GIVEN EXERCISE A: Collect every line of the listing that contains the word "outline", copying each one in full. Case counts.

DOCUMENT SECTION:

BEGIN

Hello everyone!
Thursday morning was pretty pleasant (I just typed “present” for some reason, and it took me awhile to figure out what was odd about it). Since I don’t have a first hour class on Thursday, I arranged a long-awaited coffee date with my friend Tomoka, who was an exchange student at my college last year. Now I’m an exchange student at hers! Oddly, though, we’re both quite busy and attend drastically different classes, so we don’t often get the chance to see one another. It was really lovely spending time with her, even though both the coffee shop and the school cafeteria on campus were closed down, meaning we had to get drinks from a jidouhanbaiki (vending machine). It was good catching up with her, and she invited me to a nomikai (a kind of Japanese get-together, typically at a stylish sort of restaurant, that involves drinking and small courses of food) on Friday.
Thursday afternoon we visited a courthouse in Kyoto for my Law and Politics course. It was pretty interesting, to be honest. To start off, the guide gave us all nice fabric tote bags with the courthouse’s logo on them. Inside the bags were more advertising goods, including some informational brochures about the judicial process and courtroom layout in Japan, a pen, and a pad of paper. Then we got to sit in on some actual court proceedings. I found this pretty cool, even though I didn’t understand everything. First we saw a witness testifying, and it was difficult to make everything out, but there were some interesting parts that I did understand, including a wad of money hidden in a futon and that the witness missed an important event in the case because she was in the toilet. The layout of the courtroom was different than an American court. The judge sat on a tall podium, with the stenographer lower down in front of him. The person questioning the witness sat to the right at a very large desk covered with papers. On the left was another man at a desk covered with even more papers, and all he seemed to do was clarify the witnesses’ testimony after it had been made. The witness sat in a chair facing only the judge; the audience could not see her face at all, and it was difficult to hear the testimony. A man in handcuffs and two guards sat behind the witness. After her testimony, we also heard the testimony of another man, but I don’t really remember what it was about.
After the courthouse excursion, I had a major peanut butter and jelly craving, so I bought peanut butter, strawberry jam, and a loaf of bread at my grocery store before heading home. It was extremely decadent, since I have been adhering pretty strictly to very fresh and simple traditional Japanese vegetable foods. On the recommendation of my Australian friends, I also tried a peanut butter and Vegemite sandwich, which was all right, but not wonderful.

END

LISTED RECORDS:
BEGIN

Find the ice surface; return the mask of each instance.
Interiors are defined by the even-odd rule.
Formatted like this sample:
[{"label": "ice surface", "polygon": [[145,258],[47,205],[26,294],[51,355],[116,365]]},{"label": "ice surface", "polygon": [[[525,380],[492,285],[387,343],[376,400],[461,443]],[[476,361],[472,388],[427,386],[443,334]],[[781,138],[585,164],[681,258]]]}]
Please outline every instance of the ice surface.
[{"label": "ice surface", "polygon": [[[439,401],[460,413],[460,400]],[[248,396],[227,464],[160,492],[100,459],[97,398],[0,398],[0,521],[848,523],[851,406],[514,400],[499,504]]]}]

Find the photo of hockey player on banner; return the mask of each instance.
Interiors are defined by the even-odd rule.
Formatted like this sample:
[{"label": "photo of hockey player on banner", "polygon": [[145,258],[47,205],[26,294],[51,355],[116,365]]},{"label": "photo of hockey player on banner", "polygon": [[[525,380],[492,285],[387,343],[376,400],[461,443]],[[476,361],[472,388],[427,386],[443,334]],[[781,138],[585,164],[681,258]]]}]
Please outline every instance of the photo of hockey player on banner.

END

GIVEN EXERCISE B: Reproduce the passage of the diary entry starting at "Thursday morning was" and ending at "food) on Friday.", swapping "coffee date" for "lunch date".

WRITTEN ANSWER A:
Please outline every instance of the ice surface.
Please outline every instance of the photo of hockey player on banner.

WRITTEN ANSWER B:
Thursday morning was pretty pleasant (I just typed “present” for some reason, and it took me awhile to figure out what was odd about it). Since I don’t have a first hour class on Thursday, I arranged a long-awaited lunch date with my friend Tomoka, who was an exchange student at my college last year. Now I’m an exchange student at hers! Oddly, though, we’re both quite busy and attend drastically different classes, so we don’t often get the chance to see one another. It was really lovely spending time with her, even though both the coffee shop and the school cafeteria on campus were closed down, meaning we had to get drinks from a jidouhanbaiki (vending machine). It was good catching up with her, and she invited me to a nomikai (a kind of Japanese get-together, typically at a stylish sort of restaurant, that involves drinking and small courses of food) on Friday.